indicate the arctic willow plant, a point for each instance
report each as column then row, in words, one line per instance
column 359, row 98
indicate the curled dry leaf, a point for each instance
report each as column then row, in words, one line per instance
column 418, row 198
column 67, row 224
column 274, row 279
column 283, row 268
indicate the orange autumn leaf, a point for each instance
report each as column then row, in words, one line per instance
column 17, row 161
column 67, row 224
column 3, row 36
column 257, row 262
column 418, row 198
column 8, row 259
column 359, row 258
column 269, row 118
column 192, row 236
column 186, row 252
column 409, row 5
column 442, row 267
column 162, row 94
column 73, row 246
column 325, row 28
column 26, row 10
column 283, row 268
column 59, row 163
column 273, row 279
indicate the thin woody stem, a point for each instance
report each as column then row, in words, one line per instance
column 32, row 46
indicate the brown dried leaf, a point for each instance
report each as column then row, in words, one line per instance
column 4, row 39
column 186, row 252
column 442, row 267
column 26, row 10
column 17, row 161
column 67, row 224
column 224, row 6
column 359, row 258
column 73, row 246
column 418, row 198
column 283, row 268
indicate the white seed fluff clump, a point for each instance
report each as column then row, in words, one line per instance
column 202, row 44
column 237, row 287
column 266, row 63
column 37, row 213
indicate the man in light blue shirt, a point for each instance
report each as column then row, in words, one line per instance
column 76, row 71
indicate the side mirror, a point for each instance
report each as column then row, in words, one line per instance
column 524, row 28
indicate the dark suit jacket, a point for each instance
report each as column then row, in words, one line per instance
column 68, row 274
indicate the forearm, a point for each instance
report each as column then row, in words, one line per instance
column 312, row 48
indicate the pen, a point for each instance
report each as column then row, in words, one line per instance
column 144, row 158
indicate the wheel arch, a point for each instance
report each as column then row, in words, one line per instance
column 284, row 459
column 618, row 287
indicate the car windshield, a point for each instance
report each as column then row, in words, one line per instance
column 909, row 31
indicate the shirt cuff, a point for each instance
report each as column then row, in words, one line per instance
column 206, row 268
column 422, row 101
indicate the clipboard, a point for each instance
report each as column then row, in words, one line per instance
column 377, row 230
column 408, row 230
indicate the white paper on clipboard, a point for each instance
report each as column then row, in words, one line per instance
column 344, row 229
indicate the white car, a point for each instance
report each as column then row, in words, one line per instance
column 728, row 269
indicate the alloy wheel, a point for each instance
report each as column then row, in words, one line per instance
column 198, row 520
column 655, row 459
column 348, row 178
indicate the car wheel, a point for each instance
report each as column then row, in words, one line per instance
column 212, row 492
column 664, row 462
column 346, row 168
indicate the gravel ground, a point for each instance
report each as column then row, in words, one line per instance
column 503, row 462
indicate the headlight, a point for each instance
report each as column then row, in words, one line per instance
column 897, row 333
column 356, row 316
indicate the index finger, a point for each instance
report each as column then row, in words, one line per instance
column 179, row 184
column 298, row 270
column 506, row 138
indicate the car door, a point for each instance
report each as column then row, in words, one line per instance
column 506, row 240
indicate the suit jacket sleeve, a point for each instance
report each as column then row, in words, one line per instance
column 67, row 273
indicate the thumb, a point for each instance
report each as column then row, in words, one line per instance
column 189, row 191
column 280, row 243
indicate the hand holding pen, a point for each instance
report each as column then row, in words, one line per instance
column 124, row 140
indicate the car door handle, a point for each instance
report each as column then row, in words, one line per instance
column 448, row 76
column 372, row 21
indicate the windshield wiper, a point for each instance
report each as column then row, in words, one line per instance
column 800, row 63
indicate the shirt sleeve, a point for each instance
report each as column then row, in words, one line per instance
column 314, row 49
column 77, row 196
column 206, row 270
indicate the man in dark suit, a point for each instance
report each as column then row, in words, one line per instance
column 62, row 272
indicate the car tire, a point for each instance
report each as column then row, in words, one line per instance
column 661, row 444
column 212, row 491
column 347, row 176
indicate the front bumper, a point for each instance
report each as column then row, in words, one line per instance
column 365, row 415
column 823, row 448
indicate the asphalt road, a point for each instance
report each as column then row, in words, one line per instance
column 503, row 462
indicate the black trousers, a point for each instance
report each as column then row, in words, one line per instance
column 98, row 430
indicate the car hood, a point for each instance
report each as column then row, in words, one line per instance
==================================================
Task instructions :: All the entries above need to be repeated word for word.

Answer below ::
indicate the arctic willow plant, a point for each instance
report each as column then row, in words, one line per instance
column 359, row 98
indicate the curled dry leaf, a point for each instance
report each as column then row, in words, one line per instance
column 418, row 198
column 67, row 224
column 274, row 279
column 283, row 268
indicate the orange autumn leaf, a point for each instance
report each as column then row, in words, one line per instance
column 17, row 161
column 67, row 224
column 3, row 36
column 257, row 262
column 418, row 198
column 8, row 259
column 359, row 258
column 269, row 118
column 192, row 236
column 186, row 252
column 409, row 5
column 442, row 267
column 162, row 94
column 73, row 246
column 325, row 28
column 26, row 10
column 283, row 268
column 59, row 163
column 273, row 279
indicate the thin woody stem, a point for each instance
report each as column then row, in words, one line per instance
column 32, row 46
indicate the brown dried leaf, a point for each instance
report each as column then row, in words, one line per instance
column 4, row 39
column 186, row 252
column 442, row 267
column 26, row 10
column 17, row 161
column 67, row 224
column 224, row 6
column 359, row 258
column 73, row 246
column 418, row 198
column 283, row 268
indicate the white seed fluff clump, a point for each instance
report each as column then row, in words, one line per instance
column 202, row 44
column 237, row 287
column 266, row 63
column 37, row 213
indicate the man in light blue shirt, a point for each instance
report each as column then row, in words, one line per instance
column 76, row 71
indicate the side mirror, a point for each instance
report each as column then row, in words, one line per instance
column 524, row 28
indicate the dark suit jacket, a point for each instance
report each as column then row, in words, one line per instance
column 68, row 274
indicate the forearm, a point for each instance
report each as column then row, in words, one line per instance
column 312, row 48
indicate the pen, a point for each instance
report each as column then row, in words, one line per instance
column 144, row 158
indicate the wheel arch, a point for each instance
report each as column then row, in words, one line per instance
column 284, row 459
column 618, row 287
indicate the car windshield, a point for each instance
report each as column then row, in words, one line per instance
column 909, row 31
indicate the shirt cuff, a point for each instance
report each as column then row, in words, one line per instance
column 206, row 268
column 422, row 101
indicate the clipboard, a point for each instance
report each as column then row, in words, one line per instance
column 377, row 230
column 408, row 230
indicate the white paper on clipboard, a point for each instance
report each as column then row, in words, one line per instance
column 344, row 229
indicate the white car, a point for each instance
report each as column then row, in words, one line per instance
column 728, row 269
indicate the alloy wheel, a point for each instance
report each as column then row, in words, one line per instance
column 198, row 520
column 655, row 459
column 348, row 178
indicate the car wheel, a point for each instance
report each as column then row, in words, one line per instance
column 212, row 492
column 664, row 462
column 346, row 168
indicate the gravel ground, a point for each instance
report each as column then row, in words, one line per instance
column 503, row 462
indicate the headlight, a point for each instance
report each as column then row, in words, one line per instance
column 897, row 333
column 356, row 316
indicate the index finger, a point for each instance
report each as column then row, in words, one line per instance
column 179, row 184
column 298, row 270
column 506, row 138
indicate the car door, a point for each instance
report each as column then row, in words, one line per instance
column 506, row 240
indicate the suit jacket sleeve, a point for each instance
report each as column then row, in words, one line per instance
column 67, row 273
indicate the thumb, a point for each instance
report each as column then row, in words, one line per instance
column 189, row 191
column 280, row 243
indicate the hand holding pen, a point for each instance
report each as column then row, in words, one line per instance
column 124, row 140
indicate the car door handle, a point for each instance
report each as column then row, in words, one line per instance
column 448, row 76
column 372, row 21
indicate the windshield wiper, a point for each instance
report each as column then row, in words, one line per instance
column 800, row 63
indicate the shirt sleeve, a point for each instance
report each as column then row, in words, one line per instance
column 314, row 49
column 77, row 196
column 206, row 270
indicate the man in dark suit, a point for each instance
report each as column then row, in words, one line per instance
column 62, row 272
indicate the car tire, a point for each instance
report each as column then row, in words, one line per instance
column 661, row 444
column 212, row 491
column 347, row 176
indicate the front bumper, a point for each instance
report each as column then row, in words, one line per instance
column 365, row 415
column 823, row 448
indicate the asphalt road, a point for each instance
report each as column then row, in words, one line per instance
column 503, row 462
indicate the black trousers, a point for each instance
report each as column then row, in words, one line per instance
column 98, row 430
indicate the car hood, a point for each instance
report each as column then row, in words, one line per instance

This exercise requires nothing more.